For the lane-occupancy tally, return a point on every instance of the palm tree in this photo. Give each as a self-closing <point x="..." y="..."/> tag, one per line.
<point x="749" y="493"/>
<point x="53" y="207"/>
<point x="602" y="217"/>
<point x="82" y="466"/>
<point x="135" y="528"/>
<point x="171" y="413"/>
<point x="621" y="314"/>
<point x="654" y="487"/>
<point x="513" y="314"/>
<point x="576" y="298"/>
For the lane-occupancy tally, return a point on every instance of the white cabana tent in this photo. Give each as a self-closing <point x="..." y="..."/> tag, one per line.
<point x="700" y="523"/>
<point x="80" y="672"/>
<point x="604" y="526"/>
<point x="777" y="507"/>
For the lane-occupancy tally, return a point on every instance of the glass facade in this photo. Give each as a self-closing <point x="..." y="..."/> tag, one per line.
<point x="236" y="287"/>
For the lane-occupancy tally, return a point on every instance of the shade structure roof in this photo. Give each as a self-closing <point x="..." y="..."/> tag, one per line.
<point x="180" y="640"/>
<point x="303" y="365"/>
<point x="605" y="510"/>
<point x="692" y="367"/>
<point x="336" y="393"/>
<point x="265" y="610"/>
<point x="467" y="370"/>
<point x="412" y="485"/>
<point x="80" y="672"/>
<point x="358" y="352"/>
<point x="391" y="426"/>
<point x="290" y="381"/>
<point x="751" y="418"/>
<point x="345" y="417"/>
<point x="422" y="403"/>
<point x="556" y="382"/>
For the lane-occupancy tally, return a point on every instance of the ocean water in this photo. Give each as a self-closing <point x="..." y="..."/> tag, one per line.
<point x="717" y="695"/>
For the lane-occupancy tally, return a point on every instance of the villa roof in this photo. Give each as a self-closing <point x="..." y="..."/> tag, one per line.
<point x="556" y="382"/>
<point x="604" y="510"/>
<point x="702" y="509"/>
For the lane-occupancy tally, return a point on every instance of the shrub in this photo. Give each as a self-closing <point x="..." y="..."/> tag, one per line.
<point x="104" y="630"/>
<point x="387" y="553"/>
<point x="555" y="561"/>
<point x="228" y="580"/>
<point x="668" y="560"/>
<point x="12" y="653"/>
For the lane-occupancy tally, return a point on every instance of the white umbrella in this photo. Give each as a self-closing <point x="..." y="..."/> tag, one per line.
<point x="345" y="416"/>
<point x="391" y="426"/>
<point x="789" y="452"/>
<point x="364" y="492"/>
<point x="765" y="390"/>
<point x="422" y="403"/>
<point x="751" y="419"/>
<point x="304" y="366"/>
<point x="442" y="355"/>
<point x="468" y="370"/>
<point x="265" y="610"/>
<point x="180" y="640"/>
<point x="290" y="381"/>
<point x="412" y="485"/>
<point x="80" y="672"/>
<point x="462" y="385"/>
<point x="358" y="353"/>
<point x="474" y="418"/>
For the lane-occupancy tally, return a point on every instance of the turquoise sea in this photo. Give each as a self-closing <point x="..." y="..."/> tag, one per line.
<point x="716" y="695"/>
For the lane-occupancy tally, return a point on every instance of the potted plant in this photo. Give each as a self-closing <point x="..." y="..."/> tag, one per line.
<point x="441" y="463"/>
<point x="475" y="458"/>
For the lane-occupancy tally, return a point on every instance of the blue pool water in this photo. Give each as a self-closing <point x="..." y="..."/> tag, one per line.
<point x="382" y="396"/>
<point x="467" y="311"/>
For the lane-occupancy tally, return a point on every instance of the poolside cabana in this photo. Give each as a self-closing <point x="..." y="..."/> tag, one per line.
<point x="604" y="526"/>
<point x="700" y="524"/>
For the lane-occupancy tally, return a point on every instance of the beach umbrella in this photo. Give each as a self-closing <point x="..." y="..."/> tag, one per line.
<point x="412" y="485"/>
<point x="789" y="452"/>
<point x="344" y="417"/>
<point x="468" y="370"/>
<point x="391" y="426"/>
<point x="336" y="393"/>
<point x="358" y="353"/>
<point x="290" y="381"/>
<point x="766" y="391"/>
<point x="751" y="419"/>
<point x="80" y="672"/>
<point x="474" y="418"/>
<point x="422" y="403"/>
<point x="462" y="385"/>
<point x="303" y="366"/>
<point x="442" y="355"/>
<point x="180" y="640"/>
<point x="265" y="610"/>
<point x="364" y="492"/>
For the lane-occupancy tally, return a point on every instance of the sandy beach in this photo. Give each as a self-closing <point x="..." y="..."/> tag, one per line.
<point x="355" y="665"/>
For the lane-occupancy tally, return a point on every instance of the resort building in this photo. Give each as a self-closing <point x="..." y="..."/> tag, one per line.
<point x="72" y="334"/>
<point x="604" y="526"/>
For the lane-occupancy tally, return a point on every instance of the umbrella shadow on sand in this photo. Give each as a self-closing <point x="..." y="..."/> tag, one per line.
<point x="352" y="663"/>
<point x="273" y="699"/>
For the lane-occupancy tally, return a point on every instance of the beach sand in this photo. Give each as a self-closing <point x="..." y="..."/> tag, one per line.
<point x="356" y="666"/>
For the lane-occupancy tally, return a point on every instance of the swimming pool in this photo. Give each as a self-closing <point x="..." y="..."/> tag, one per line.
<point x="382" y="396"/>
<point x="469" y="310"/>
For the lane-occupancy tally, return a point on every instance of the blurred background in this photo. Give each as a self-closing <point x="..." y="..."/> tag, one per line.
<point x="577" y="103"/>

§ **Aim of the task**: Transcribe word for word the lines from the one holding "of the sandy" to the last line of the listing above, inclusive.

§ **Correct answer**:
For the lane-occupancy tally, return a point on every instance of the sandy beach in this photo. Give each as a self-closing <point x="..." y="..."/> tag, one per line.
<point x="355" y="665"/>
For the lane-occupancy tally, return a point on every instance of the resort building in this photo. Give each as a self-closing <point x="..." y="..."/> tag, one per line.
<point x="72" y="334"/>
<point x="604" y="526"/>
For the lane-occupancy tally, return a point on every instance of the umbrella shadow on sand in this photo. Give each as a self-closing <point x="..." y="..."/> tag, one per line.
<point x="352" y="663"/>
<point x="273" y="699"/>
For the lane-occupancy tally, return a point on every instance of the beach sand in this photo. Give each as a self-closing <point x="..." y="..."/> tag, one per line.
<point x="356" y="666"/>
For the lane-occupancy tally, return a point on every instance of the swimming pool in this photo. Give each as a self-closing <point x="..." y="..."/> tag, one per line.
<point x="382" y="396"/>
<point x="469" y="310"/>
For the lane-occupancy tally, return a point on every instance of the blurred background in this photo. Give each as a self-closing <point x="..." y="..."/> tag, one per line.
<point x="577" y="103"/>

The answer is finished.